- _QUOTED TEXT_:

* START *

GHC Type Inference

Tue Feb 24 00:38:21 UTC 2015

Greetings,

The latest type-nat solver is available as a GHC plugin.  The repo is here:

https://github.com/yav/type-nat-solver

I just pushed a small fix-up and now it works with the GHC 7.10 release
candidate.  The plugin makes use of an external solver (the plugin is
currently hard-coded to use `cvc4` but we should really parametrize on
this).   I've not tested it a lot, but basic vector manipulation with GADTs
works fairly well, so you can do things like the examples at the end of the
e-mail.

If Marc---or anyone else---is interested in hacking on this, I'd be most
happy to collaborate, as I haven't had much time to work on this for the
last couple of a months.

We can push this is many interesting directions.  Here are some ideas:
   - Work on writing a Haskell based decision procedure;  this would remove
the need for calling an external tool
   - Explore and improve the current support for type naturals (e.g., add
rules to go beyond linear arithmetic).

* END *

[Named-object pointing entries]
* START *

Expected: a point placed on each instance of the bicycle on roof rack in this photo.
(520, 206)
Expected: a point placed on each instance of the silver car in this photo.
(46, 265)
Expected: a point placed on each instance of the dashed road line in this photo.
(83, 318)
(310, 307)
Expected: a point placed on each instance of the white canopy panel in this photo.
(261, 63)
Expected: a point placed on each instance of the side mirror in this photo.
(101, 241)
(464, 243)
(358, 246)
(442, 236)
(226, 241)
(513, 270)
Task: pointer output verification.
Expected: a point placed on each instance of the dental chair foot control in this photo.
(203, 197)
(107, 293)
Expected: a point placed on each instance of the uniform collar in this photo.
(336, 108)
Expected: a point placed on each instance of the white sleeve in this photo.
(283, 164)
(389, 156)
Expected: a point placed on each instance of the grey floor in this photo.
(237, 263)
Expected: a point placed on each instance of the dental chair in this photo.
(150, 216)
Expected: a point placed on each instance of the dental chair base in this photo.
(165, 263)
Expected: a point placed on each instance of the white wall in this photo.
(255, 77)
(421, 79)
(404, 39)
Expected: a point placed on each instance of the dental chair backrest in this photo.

* END *

- _SHORT EXERCISE 1_:
Copy the type-nat solver message from "If Marc---or anyone" to "of a months.".
- _SHORT EXERCISE 2_:
Rewrite all the records with every "dental chair" changed to "treatment chair", leaving everything else the same.

- _OUTPUT 1_:
If Marc---or anyone else---is interested in hacking on this, I'd be most
happy to collaborate, as I haven't had much time to work on this for the
last couple of a months.

- _OUTPUT 2_:
Expected: a point placed on each instance of the bicycle on roof rack in this photo.
(520, 206)
Expected: a point placed on each instance of the silver car in this photo.
(46, 265)
Expected: a point placed on each instance of the dashed road line in this photo.
(83, 318)
(310, 307)
Expected: a point placed on each instance of the white canopy panel in this photo.
(261, 63)
Expected: a point placed on each instance of the side mirror in this photo.
(101, 241)
(464, 243)
(358, 246)
(442, 236)
(226, 241)
(513, 270)
Task: pointer output verification.
Expected: a point placed on each instance of the treatment chair foot control in this photo.
(203, 197)
(107, 293)
Expected: a point placed on each instance of the uniform collar in this photo.
(336, 108)
Expected: a point placed on each instance of the white sleeve in this photo.
(283, 164)
(389, 156)
Expected: a point placed on each instance of the grey floor in this photo.
(237, 263)
Expected: a point placed on each instance of the treatment chair in this photo.
(150, 216)
Expected: a point placed on each instance of the treatment chair base in this photo.
(165, 263)
Expected: a point placed on each instance of the white wall in this photo.
(255, 77)
(421, 79)
(404, 39)
Expected: a point placed on each instance of the treatment chair backrest in this photo.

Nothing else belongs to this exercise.